Written problem A:
In the forum thread on fungus gnats and small moths, what does the poster suggest the moths near the laundry area may be living off?

I've also had the fungus gnats get in there. I've also had some very small moths infiltrating some plant grow out containers. Bigger then hydei ffs but smaller then house flies... I guess I need to catch some and see if I can figure out how to culture them.


----------



## FroggyKnight (Mar 14, 2013)

Dendro Dave said:


> I've also had the fungus gnats get in there. I've also had some very small moths infiltrating some plant grow out containers. Bigger then hydei ffs but smaller then house flies... I guess I need to catch some and see if I can figure out how to culture them.


Interesting, I wonder what those moths are. As long as they aren't some mutant killer bug, then I definitely think they would be worth culturing. The hobby can always use more bugs 

John


----------



## Dendro Dave (Aug 2, 2005)

FroggyKnight said:


> Interesting, I wonder what those moths are. As long as they aren't some mutant killer bug, then I definitely think they would be worth culturing. The hobby can always use more bugs
> 
> John


That grow out rack to is pretty close to my laundry area... they may be living off my old socks 

I looked up culturing fungus gnats but I guess no one does that. I did find they like wet soil with a lot of organic matter like peat, alge, fertilizer run off and saline from leached soil and greenhouse waste water... So maybe wet peat with some aquarium salt, alge and mushroom slices would serve as a culture? I might try it just to see.


----------



## rigel10 (Jun 1, 2012)

Exercise data:
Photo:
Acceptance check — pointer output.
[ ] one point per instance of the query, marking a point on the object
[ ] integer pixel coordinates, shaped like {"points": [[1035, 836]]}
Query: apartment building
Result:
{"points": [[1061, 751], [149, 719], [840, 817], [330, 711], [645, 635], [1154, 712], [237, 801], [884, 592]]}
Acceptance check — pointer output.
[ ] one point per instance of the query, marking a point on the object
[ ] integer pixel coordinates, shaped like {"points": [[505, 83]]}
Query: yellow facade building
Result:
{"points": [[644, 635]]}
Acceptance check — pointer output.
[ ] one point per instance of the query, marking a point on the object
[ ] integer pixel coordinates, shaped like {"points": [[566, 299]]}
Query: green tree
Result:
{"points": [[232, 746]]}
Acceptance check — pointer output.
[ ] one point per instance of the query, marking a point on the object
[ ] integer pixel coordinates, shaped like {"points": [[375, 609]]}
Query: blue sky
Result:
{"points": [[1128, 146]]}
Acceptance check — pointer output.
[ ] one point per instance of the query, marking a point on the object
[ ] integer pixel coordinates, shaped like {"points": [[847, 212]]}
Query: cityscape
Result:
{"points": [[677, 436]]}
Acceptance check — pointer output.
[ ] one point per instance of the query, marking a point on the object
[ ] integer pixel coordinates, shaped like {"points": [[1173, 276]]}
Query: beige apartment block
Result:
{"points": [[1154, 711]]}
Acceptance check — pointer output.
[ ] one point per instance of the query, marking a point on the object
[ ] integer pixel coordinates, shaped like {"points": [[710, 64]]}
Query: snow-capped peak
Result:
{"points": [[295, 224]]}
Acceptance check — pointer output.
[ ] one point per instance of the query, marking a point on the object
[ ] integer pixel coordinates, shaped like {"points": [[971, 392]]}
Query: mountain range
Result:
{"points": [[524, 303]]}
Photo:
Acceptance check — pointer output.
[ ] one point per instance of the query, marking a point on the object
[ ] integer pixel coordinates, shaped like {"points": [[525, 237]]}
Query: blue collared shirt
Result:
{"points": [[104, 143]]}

Written problem B:
From the entries above, pick out and copy every line containing the word "building", matching case exactly.

Written reply A:
Old socks.

Written reply B:
Query: apartment building
Query: yellow facade building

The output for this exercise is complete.